__Entries on locating named things__
__________

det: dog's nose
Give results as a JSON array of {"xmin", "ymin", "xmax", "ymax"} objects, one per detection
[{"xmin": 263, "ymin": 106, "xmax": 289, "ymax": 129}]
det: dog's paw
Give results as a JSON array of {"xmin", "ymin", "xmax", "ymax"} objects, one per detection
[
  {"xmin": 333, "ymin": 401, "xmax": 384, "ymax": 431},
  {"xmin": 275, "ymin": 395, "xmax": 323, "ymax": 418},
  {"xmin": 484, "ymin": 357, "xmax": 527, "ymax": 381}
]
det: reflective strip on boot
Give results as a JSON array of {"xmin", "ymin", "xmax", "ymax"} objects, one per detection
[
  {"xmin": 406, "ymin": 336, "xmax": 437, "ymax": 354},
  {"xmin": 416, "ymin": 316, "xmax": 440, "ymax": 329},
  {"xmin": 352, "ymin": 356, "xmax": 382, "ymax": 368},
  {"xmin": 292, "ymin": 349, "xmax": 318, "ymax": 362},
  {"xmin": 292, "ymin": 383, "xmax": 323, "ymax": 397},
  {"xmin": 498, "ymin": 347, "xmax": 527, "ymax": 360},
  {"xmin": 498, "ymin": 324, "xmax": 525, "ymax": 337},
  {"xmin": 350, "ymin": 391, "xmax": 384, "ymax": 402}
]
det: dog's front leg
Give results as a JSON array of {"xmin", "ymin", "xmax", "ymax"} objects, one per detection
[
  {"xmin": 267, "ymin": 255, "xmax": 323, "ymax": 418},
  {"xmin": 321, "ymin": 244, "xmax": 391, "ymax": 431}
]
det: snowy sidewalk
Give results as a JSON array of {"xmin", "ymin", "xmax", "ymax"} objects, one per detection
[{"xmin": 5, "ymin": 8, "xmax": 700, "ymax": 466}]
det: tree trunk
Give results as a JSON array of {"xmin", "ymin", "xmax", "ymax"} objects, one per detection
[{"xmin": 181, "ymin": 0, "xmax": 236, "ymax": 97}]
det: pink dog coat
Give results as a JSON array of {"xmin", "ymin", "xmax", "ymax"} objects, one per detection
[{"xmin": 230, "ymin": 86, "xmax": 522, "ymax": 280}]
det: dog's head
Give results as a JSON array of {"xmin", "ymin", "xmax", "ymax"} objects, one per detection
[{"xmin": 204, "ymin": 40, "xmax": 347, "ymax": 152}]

__________

__Challenge__
Please format the stretch from the line containing "det: tree trunk" through the end of the rows as a JSON list of strings, one string per line, with blank lines left out.

__Exercise solution__
[
  "det: tree trunk",
  "Give results as a JSON array of {\"xmin\", \"ymin\", \"xmax\", \"ymax\"} objects, one per detection",
  "[{\"xmin\": 181, \"ymin\": 0, \"xmax\": 236, \"ymax\": 97}]",
  "det: pink dog coat",
  "Give results as a JSON array of {\"xmin\", \"ymin\", \"xmax\", \"ymax\"} objects, one per detection",
  "[{\"xmin\": 230, \"ymin\": 86, \"xmax\": 522, \"ymax\": 280}]",
  "det: dog's head",
  "Give results as a JSON array of {\"xmin\", \"ymin\", \"xmax\", \"ymax\"} objects, one per detection",
  "[{\"xmin\": 204, \"ymin\": 40, \"xmax\": 347, \"ymax\": 152}]"
]